[Items from a data source]

--- --- ---

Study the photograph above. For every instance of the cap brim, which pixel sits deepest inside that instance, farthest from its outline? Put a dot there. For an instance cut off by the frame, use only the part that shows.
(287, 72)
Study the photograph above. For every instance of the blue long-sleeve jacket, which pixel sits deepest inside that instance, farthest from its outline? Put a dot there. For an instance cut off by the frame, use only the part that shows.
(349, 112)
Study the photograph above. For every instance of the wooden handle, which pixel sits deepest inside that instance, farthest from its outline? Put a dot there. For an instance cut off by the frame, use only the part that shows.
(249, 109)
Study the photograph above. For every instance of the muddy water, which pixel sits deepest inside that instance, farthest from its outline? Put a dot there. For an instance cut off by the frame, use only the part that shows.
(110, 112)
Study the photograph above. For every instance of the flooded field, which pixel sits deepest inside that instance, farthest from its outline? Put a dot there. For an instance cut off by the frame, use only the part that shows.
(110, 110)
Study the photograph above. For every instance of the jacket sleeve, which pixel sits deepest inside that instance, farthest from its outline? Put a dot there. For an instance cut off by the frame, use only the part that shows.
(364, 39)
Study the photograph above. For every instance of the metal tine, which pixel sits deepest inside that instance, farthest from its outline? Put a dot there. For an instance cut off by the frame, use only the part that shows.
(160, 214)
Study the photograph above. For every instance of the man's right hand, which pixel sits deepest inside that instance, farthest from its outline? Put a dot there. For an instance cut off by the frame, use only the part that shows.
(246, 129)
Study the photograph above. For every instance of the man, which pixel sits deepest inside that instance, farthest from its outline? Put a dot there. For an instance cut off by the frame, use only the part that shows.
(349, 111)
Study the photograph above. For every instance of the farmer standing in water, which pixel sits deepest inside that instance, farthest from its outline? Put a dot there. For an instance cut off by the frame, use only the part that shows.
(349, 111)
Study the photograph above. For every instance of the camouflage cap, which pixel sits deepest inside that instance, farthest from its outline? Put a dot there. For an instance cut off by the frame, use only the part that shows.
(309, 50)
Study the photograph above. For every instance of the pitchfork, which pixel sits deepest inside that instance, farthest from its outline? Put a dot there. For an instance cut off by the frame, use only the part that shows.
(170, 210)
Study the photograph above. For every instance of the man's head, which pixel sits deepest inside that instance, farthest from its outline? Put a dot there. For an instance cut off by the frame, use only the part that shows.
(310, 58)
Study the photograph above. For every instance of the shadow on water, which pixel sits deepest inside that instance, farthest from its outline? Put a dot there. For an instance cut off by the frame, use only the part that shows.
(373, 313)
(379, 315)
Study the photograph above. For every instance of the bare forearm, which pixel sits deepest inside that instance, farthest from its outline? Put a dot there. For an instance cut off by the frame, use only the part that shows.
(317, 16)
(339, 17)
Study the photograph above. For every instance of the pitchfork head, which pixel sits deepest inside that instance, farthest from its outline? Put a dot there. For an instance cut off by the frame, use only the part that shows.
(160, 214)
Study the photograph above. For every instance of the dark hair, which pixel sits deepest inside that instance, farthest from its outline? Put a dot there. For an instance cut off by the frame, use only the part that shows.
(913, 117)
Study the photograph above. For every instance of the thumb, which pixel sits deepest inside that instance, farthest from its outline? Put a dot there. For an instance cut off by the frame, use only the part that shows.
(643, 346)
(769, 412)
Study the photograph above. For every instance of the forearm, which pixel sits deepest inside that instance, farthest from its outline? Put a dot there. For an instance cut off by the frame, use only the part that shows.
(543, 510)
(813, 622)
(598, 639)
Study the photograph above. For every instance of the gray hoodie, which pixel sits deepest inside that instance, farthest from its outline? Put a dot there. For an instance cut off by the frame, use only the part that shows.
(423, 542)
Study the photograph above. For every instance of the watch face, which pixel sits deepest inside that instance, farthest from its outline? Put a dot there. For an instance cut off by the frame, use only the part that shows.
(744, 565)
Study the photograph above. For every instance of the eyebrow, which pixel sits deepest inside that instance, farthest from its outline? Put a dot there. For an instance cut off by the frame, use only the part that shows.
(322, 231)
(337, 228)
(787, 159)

--- --- ---

→ **Instructions for the task**
Rewrite every one of the records above, replacing "Put a dot there" with "Place a marker there" and leaving everything else as it is.

→ **The response**
Study the photograph above. For every instance of the cap brim, which pixel sits deepest inside that instance, farthest from its outline? Place a marker there. For an instance cut off by the frame, use only the part that shows.
(287, 72)
Study the photograph above. For every instance of the blue long-sleeve jacket, which pixel sits deepest inside that instance, farthest from its outline? Place a marker there. For an instance cut off by the frame, use only the part that shows.
(349, 112)
Study the photograph above. For every instance of the wooden handle, which pixel sits deepest inside that instance, farthest from its outline? Place a marker there. For an instance cut off by the frame, use only the part that shows.
(249, 109)
Study the photograph above. For every instance of the muddy water, which pixel sits deepest inside that instance, farthest from its outline? Place a marker there. For an instance cut off by the frame, use only the part that shows.
(110, 112)
Study the photograph above. For every instance of the flooded field, which pixel sits deepest inside that instance, farthest from its outline? Place a marker there. For an instance cut off by the frame, use only the part that shows.
(110, 110)
Study the photograph above. For every instance of the jacket sleeve, which pixel sits deepest inside that instance, farthest from its outline? Place a marker there. For an instance cut off by the frame, use only the part that shows.
(364, 39)
Study the photograph above. For every instance of the metal tine, which pixel sits deepest inside that instance, farthest from its outline? Place a marker there. For an instance cut off by the frame, use only the part that shows.
(160, 214)
Study the photograph above. For every instance of the man's right hand, which pixel sits deepest inside that instance, farthest from its outline? Place a marker there. For an instance cut off by the frame, use only the part that shows.
(246, 129)
Study the photograph above. For every instance of the man, which pixel sits deepest inside that instance, farthest from its outline? Place a marker there. For an instance cut off by the frame, use only the part that shows.
(349, 111)
Study the photograph above. For every instance of the farmer standing in water, which pixel sits deepest inside that instance, farthest from its outline? Place a marker there. For an instance cut off by the frame, use only the part that shows.
(349, 111)
Study the photograph above. For every instance of the camouflage cap, which pixel sits deepest inside that instance, farthest from its outline? Place a marker there. For an instance cut off by the frame, use only the part that shows.
(309, 50)
Study the photograph above. For every instance of the pitchfork, which pixel sits deepest inside that instance, farthest from its outline? Place a marker there. For an instance cut off by the frame, use only the part that shows.
(170, 210)
Study the photograph above. For every instance of the man's head, which pixel sits deepest inside that instance, farthest from its outline? Place a marker there. For an instance cut off by the frame, use only the part that shows.
(310, 58)
Study the photograph above. For every instance of the shadow on water, which pixel sits deepest inside that instance, farthest from its outline? Place a marker there. For an instance cut off by the frame, use only the part that shows.
(373, 313)
(379, 315)
Study the photograph above. For every instance of the bare forearm, which pixel sits deepest inside that instance, farthest from its outline? Place a marker there. For an instance cut off by the frame, use only the part that shows.
(317, 16)
(339, 17)
Study the photograph above. For every instance of the pitchfork head, which pixel sits deepest inside that instance, farthest from its outline? Place a marker there. For an instance cut off by the frame, use only the part that shows.
(160, 214)
Study the photograph above. For every instance of the dark hair, which pixel sits deepest inside that instance, farthest from its outline? Place a marker there. For an instance cut off by the frame, use only the part that shows.
(913, 117)
Study the photograph above. For every instance of the thumb, which pixel sits deepest inside that instance, farthest from its outline? Place a marker there. For an instance cut off by the frame, use only the part that shows.
(643, 346)
(769, 412)
Study the photograph above. For every instance of the forearm, which pixel sits deepest inside that instance, farthest from its outline? Place a marker there. For an instance cut off by the frame, use only the part that shows.
(543, 510)
(813, 622)
(598, 639)
Study the photograph above. For every instance of the gray hoodie, which pixel sits deepest inside that instance, farthest from its outline? Place a marker there. For an instance cut off by the frame, use only the part that shows.
(423, 542)
Study the photograph above. For every instance of the watch face, which pixel sits deepest inside that instance, farthest from its outline? Place a marker there. For an instance cut off by the frame, use only the part that shows.
(744, 565)
Study the photograph above. For every instance of the eyebrow, which pixel sits deepest inside that instance, farthest from its outline? Place a marker there. For an instance cut off by the frame, use only the part that shows.
(322, 231)
(337, 228)
(787, 159)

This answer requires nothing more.